» GIVEN ENTRIES
···

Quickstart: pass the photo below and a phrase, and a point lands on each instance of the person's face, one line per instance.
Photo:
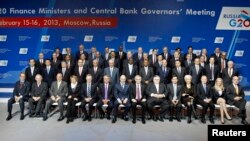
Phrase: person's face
(174, 80)
(106, 79)
(204, 80)
(122, 79)
(59, 77)
(156, 80)
(22, 77)
(32, 63)
(47, 63)
(80, 63)
(89, 79)
(236, 80)
(197, 61)
(138, 80)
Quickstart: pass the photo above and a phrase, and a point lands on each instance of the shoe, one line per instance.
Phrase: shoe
(68, 120)
(9, 117)
(244, 122)
(22, 117)
(203, 120)
(133, 121)
(143, 121)
(60, 118)
(161, 119)
(211, 120)
(45, 118)
(114, 120)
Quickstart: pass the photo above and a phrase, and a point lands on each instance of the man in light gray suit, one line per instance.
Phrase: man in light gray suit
(112, 71)
(58, 92)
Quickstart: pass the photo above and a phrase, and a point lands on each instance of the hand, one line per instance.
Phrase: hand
(133, 100)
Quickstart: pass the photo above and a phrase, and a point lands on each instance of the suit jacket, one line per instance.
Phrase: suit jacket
(76, 92)
(133, 91)
(96, 77)
(101, 91)
(146, 77)
(196, 77)
(21, 90)
(231, 93)
(93, 92)
(66, 75)
(82, 77)
(62, 91)
(227, 80)
(201, 94)
(40, 91)
(170, 90)
(165, 76)
(115, 74)
(152, 89)
(126, 72)
(49, 77)
(179, 76)
(208, 72)
(121, 93)
(29, 77)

···

Print the complete listing exactly, apart from any pictures.

Quickstart: pass the photo below and a phrase, and a point lands on each instance of the person's face, one line per instance.
Photo:
Phrase: person's face
(174, 80)
(106, 79)
(204, 80)
(122, 79)
(59, 77)
(156, 80)
(22, 77)
(32, 63)
(47, 63)
(80, 63)
(89, 79)
(236, 80)
(197, 61)
(138, 80)
Quickstart: pass the photo above and a phrase, and a point lands on each instance of the shoe, one line per instance.
Phrase: shoe
(68, 120)
(9, 117)
(244, 122)
(22, 117)
(203, 120)
(133, 121)
(143, 121)
(60, 118)
(161, 119)
(211, 120)
(45, 118)
(114, 120)
Quickstart: pass the photo above and a phrase, and a point lands on each instance of the man in light gray suit, one line per instance.
Phrase: man in light gray suit
(112, 71)
(58, 92)
Quickstart: pass the photo above and a phrase, and a point lands on each instance of the hand, one line per instance.
Phrase: hand
(133, 100)
Quickstart: pass the photo above and a phrase, and a point lands on each instance of the suit jacket, one line per instance.
Phrase: suit jacket
(76, 92)
(133, 91)
(96, 77)
(101, 91)
(146, 77)
(196, 77)
(21, 90)
(231, 93)
(93, 92)
(66, 75)
(82, 77)
(62, 91)
(227, 80)
(201, 94)
(40, 91)
(170, 90)
(165, 76)
(115, 74)
(152, 89)
(126, 72)
(49, 77)
(179, 76)
(208, 72)
(121, 93)
(29, 77)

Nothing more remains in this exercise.